▸ TÂCHES À RÉALISER:
[A] Dans l'extrait sur le livre Rock Fusion, traduisez en anglais la phrase « Il a par ailleurs déjà publié des bouquins consacrés au Hair Metal, au Stoner, à Alice Cooper et à Iggy Pop. »
[B] Poursuivez l'extrait sur le livre Rock Fusion en reprenant juste après sa dernière phrase.

Petit mot rapide sur l'auteur qui, je l'avoue, était de moi inconnu avant l'achat de ce bouquin (je n'aurais pas dû résilier mon abonnement à Metal Pipolz) : Jean-Charles Desgroux a usé ses oreilles et ses stylos Bic dans les colonnes de Rock Sound ou encore Rock&Folk. Il a par ailleurs déjà publié des bouquins consacrés au Hair Metal, au Stoner, à Alice Cooper et à Iggy Pop. Du coup 1) pas étonnant que je n'ai pas croisé ce nom jusqu'ici 2) peu de chances que ce nouvel ouvrage évoque le métissage Disco / Grind de Not A Br(a)in...
Pour bien cerner le contenu de Rock Fusion – qui, vous l'aurez remarqué, met en avant le terme « Rock » plutôt que « Metal », ce qui est raccord avec le background de J.C. – il faut ne pas survoler trop vite le sous-titre : Funk, Hip-Hop, Nü-Metal & autres métissages. En effet si les 2 premiers termes n'ont rien de choquant – rappel : les Anglo-Saxons ne parlent jamais de Fusion (ou en tous cas pas dans ce contexte) mais plus communément de Funk Metal ou de Rap Metal – l'ajout de Nü-Metal à cette liste enfonce un clou déjà passablement martelé par la pochette de Korn (visible à la droite de celle de Rage Against The Machine) : on va trouver des porteurs de baggy au sein d'un nombre conséquent des pages de cet ouvrage. Et j'avoue que de mon point de vue cet aspect est plutôt à ajouter à sa colonne Débit qu'à sa colonne Crédit. D'autant que sans aller jusqu'à une scène de niche comme le Nawak Metal (on en reparle plus loin), une autre Fusion aurait pu plus naturellement trouver sa place ici : le World Metal qui, au-delà de System of a Down, nous a donné les Orphaned Land, Dirty Shirt, Russkaja, Kultür Shock et autres Viza. Mais n'étant pas du genre à balancer une pizza à la poubelle parce qu'un cuisiner farfelu y a placé quelques tranches d'ananas à la place du basilic, cette peau de banane thématique n'allait pas arrêter un lapin jaune lancé poignée en coin sur la route de Fusionland.

▸ DONNÉES ENREGISTRÉES:

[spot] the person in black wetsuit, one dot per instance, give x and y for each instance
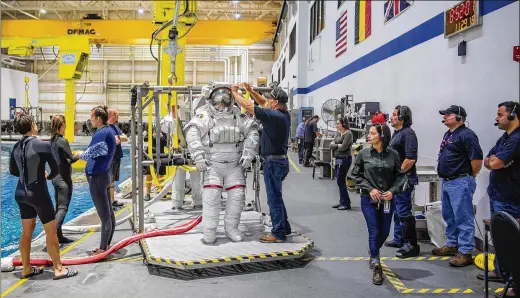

▸ RÉSULTATS PAR TÂCHE:
[A] He has also already published books devoted to Hair Metal, Stoner, Alice Cooper and Iggy Pop.

[B]
A l'image d'Une Nuit En Enfer, Rock Fusion est constitué de deux parties bien distinctes : d'abord 70 pages dédiées à poser le contexte et dresser un historique du genre, puis 200 pages consacrées à 100 groupes qui – d'après l'auteur du moins, mais à quelques très rares exceptions et à notre réticence vis-à-vis du Néo près on n'émettra pas d'objection majeure – sont des incontournables. Le cours d'histoire introductif est particulièrement pertinent et instructif. Situant le big-bang du genre en juillet 1986, au moment où Aerosmith et Run DMC offrent une seconde vie métissée à « Walk This Way », Mister Desgroux évite l'écueil de l’exhaustivité académique qui nous aurait imposé un flash-back vers l'époque lointaine où les percussions sumériennes étaient mélangées pour la première fois au kanoun égyptien, puis une longue descente de frise musi-chronologique passant par le duo Assurancetourix / Clavdivs Novgarvm. Plus proche de nos attentes, le livre se contente de brosser un rapide tableau des figures majeures sous l'égide desquelles est née cette scène (Miles Davis, Hendrix, Funkadelic...), de rappeler tout aussi rapidement comment est apparu le Rap, avant d'entamer la tant attendue visite guidée qui nous présente les principaux acteurs et les moments forts qui ont jadis – c'est qu'on vous parle d'un autre siècle jeunes gens ! – contribué à la notoriété de cet audacieux mouvement. Défilent donc sous nos doigts fiévreux Rick Rubin, les Beastie Boys, la B.O. de Judgment Night, le single « Cop Killer », les Red Hot, MTV et ses « heavy rotations », FNM et le single « Epic », le festival Lollapalooza, la sortie du premier Rage Against The Machine... Vous connaissez sûrement les grandes lignes vous aussi. L'intérêt du travail de J.C. est d'articuler entre elles ces infos qu'on a tous plus ou moins en tête, et de dresser une carte détaillée qui nous permet de combler les éventuels trous et de bénéficier enfin d'une vision d'ensemble de l'histoire du genre.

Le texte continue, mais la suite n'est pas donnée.